• _Set task_
Reproduce every one of the following lines word for word, without changing anything.

-------------------------

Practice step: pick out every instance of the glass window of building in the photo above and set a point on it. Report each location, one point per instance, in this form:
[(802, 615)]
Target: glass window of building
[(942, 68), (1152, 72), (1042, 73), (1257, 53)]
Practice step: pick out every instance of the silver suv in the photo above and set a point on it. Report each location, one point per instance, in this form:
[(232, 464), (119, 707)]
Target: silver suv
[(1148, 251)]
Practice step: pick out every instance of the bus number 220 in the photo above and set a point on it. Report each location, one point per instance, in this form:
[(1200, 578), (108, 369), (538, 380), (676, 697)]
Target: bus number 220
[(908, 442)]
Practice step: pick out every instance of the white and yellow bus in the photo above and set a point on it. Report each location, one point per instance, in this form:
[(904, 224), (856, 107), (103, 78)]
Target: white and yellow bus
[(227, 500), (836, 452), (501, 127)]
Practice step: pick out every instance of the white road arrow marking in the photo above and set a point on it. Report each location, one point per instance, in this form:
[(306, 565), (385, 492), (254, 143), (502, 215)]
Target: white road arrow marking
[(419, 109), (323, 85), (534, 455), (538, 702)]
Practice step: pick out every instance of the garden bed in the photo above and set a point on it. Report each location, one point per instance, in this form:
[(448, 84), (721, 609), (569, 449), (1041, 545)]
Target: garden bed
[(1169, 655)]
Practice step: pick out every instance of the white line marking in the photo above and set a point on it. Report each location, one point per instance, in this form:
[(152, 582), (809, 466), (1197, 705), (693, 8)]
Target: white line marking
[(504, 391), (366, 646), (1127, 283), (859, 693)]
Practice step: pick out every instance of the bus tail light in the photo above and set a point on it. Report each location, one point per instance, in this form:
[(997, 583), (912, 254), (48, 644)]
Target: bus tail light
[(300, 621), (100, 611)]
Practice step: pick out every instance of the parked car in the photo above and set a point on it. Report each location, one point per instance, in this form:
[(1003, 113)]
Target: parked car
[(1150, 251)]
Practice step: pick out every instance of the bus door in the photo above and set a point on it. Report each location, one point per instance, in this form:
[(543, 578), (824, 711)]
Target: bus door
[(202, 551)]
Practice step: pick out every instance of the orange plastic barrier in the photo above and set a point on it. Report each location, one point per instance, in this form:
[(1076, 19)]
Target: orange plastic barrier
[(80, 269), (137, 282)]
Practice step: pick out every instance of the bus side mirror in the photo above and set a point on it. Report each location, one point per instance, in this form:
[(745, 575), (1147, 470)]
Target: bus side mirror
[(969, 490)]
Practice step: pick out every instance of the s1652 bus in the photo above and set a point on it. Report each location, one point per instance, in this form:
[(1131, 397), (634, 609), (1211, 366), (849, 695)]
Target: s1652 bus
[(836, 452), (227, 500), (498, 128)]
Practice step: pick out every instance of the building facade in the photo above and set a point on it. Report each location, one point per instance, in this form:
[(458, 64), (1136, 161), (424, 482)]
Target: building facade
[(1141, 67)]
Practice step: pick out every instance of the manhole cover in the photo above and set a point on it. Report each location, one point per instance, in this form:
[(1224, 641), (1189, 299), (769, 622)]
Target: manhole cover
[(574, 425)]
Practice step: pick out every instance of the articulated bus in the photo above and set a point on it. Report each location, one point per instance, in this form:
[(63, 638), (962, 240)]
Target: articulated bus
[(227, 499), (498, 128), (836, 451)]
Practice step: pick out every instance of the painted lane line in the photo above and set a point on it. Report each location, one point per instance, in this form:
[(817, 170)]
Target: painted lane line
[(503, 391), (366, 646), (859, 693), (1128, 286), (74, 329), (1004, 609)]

-------------------------

• _Response below_
Practice step: pick out every instance of the glass window of building in the photo above and set a point on it. Report each location, one point per instance, in this form:
[(802, 615)]
Target: glass window of building
[(942, 68), (1152, 72), (1042, 73), (1257, 53)]
Practice step: pick out every instance of the silver suv in the photo above and set a point on it. Report each location, one point per instance, in this form:
[(232, 464), (119, 707)]
Target: silver suv
[(1148, 251)]
Practice step: pick out every instance of the bus number 220 in the photo above and set a point on it. Report each location, one point per instance, in this form:
[(1200, 578), (108, 369), (538, 380), (676, 697)]
Target: bus number 220
[(908, 442)]
Practice step: pick out every instance of the white and yellow bus in the photo above and set a point on it. Report each location, one point per instance, in this form:
[(904, 224), (856, 107), (103, 78)]
Target: white and yellow bus
[(227, 500), (836, 452), (501, 127)]
Practice step: pick out every instance of the white road arrow marking in the photo above and set a point on it. Report each location, one point per instance, in this form:
[(306, 565), (385, 492), (254, 143), (502, 215)]
Target: white road arrow marking
[(419, 109), (323, 85), (534, 455), (538, 702)]
Practice step: pick out every instance of the garden bed in the photo above and set a point on it. Report each location, one point per instance, in this form:
[(448, 84), (721, 609), (569, 449), (1041, 545)]
Target: garden bed
[(1169, 655)]
Practice step: pick out every instance of the white line marking in the photo above and set a point on it. Report each location, one point per instance, in this form:
[(152, 582), (809, 466), (1197, 705), (693, 8)]
Target: white line marking
[(504, 391), (366, 646), (1127, 283), (859, 693)]
Practice step: pick out every instance of the bus tail light in the photo above and set a point on it. Report each location, one point per instance, in this form:
[(997, 583), (912, 254), (48, 644)]
Target: bus tail light
[(300, 621), (100, 611)]
Practice step: pick out every instance of the parked car in the photo above and set a point on it. Report each location, one point per instance, in this form:
[(1003, 113)]
Target: parked car
[(1150, 251)]
Practice step: pick out every instance of the bus door in the photo above and set a point on it. Report each location, one point per instance, in this form:
[(543, 578), (824, 711)]
Target: bus door
[(202, 551)]
Practice step: pick out every instance of the orange plastic barrier in the photo above and set a point on it. Report each location, one point per instance, in this form:
[(1076, 19)]
Target: orange plastic barrier
[(80, 269), (137, 282)]
Practice step: pick out every instance of the bus side mirror in the photo above and set a point on it. Report each location, one point per instance, in this form:
[(745, 575), (1147, 470)]
Target: bus side mirror
[(969, 490)]
Practice step: pick out every instance of the s1652 bus in the photo above and set a point on it. Report each location, one point per instance, in this form:
[(1131, 397), (634, 609), (1211, 366), (849, 695)]
Target: s1652 bus
[(836, 452), (227, 500), (498, 128)]
Practice step: pick out every instance of the building facade in the photo above and set a point on it. Report each location, one point per instance, in this form:
[(458, 64), (1136, 161), (424, 482)]
Target: building facade
[(1141, 67)]
Practice step: pick out every instance of the manhole cover in the photo above and set a point on it. Report each location, one point per instance, in this form:
[(1224, 641), (1189, 299), (769, 622)]
Target: manhole cover
[(574, 425)]
Practice step: pick out every instance of the articulated bus in the photo above and set a point on it. Report each location, one point per instance, in this form:
[(63, 638), (962, 240)]
Target: articulated bus
[(227, 499), (498, 128), (836, 451)]
Practice step: pick out every instance of the painted lane line in the photo above and set a point on it. Report each location, one point per instance, in this form:
[(817, 170)]
Target: painted lane line
[(503, 391), (366, 646), (859, 693), (1128, 286), (74, 329), (1004, 609)]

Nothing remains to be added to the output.